■ Article
Platform reference · Canvas LMS · Instructure · LTI 1.3

Canvas LMS captions: caption upload, Studio, and the back-catalogue retrofit pattern

Canvas LMS by Instructure is the dominant learning-management system in US higher education — and a growing fraction of corporate L&D — which means a Canvas captioning workflow has to think about three video surfaces at once: course-level SRT/VTT files in the Files area, Canvas Studio's auto-caption-and-publish pipeline, and the larger video catalogues delivered through external tools (Panopto, Kaltura, YouTube, Vimeo) embedded into Canvas via LTI. After ADA Title II's 2026-04-24 deadline, the urgent operational task at every public-college and public-university Canvas tenant is the back-catalogue retrofit — and the failure mode auditors find is the proper-noun mangling generic auto-captioning produces with predictable regularity.

■ Given records
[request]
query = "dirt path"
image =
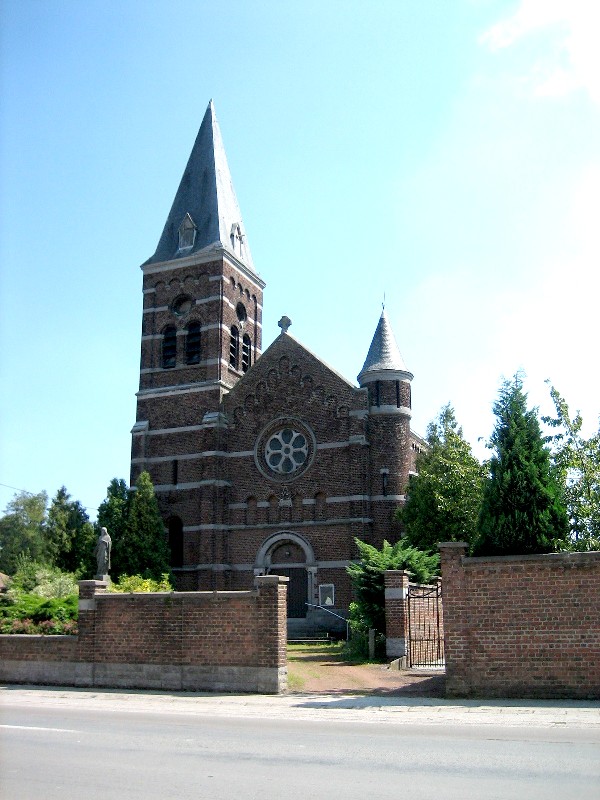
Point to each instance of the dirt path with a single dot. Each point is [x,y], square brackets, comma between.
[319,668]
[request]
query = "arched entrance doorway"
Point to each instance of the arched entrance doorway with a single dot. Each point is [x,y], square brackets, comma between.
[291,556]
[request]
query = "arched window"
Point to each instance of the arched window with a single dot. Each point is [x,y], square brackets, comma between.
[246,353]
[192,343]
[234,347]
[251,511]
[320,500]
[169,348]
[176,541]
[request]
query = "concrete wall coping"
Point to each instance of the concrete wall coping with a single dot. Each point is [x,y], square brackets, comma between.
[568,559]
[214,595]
...
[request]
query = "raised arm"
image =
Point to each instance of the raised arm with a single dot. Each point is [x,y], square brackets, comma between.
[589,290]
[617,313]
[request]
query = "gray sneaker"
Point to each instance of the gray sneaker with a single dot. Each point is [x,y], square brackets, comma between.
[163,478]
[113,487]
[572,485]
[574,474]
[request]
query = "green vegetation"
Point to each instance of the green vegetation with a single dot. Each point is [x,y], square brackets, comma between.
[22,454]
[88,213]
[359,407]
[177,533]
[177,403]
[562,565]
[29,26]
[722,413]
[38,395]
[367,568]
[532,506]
* * *
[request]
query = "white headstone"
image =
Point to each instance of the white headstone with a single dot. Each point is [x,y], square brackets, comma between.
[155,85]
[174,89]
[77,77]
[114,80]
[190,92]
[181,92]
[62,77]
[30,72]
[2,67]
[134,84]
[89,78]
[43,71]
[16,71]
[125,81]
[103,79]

■ Task instructions
Reproduce word for word the passage of the Canvas captioning page that begins with "Canvas LMS captions: caption" and ends with "with predictable regularity.". The data has no connection to the Canvas captioning page.

■ Exercise output
Canvas LMS captions: caption upload, Studio, and the back-catalogue retrofit pattern

Canvas LMS by Instructure is the dominant learning-management system in US higher education — and a growing fraction of corporate L&D — which means a Canvas captioning workflow has to think about three video surfaces at once: course-level SRT/VTT files in the Files area, Canvas Studio's auto-caption-and-publish pipeline, and the larger video catalogues delivered through external tools (Panopto, Kaltura, YouTube, Vimeo) embedded into Canvas via LTI. After ADA Title II's 2026-04-24 deadline, the urgent operational task at every public-college and public-university Canvas tenant is the back-catalogue retrofit — and the failure mode auditors find is the proper-noun mangling generic auto-captioning produces with predictable regularity.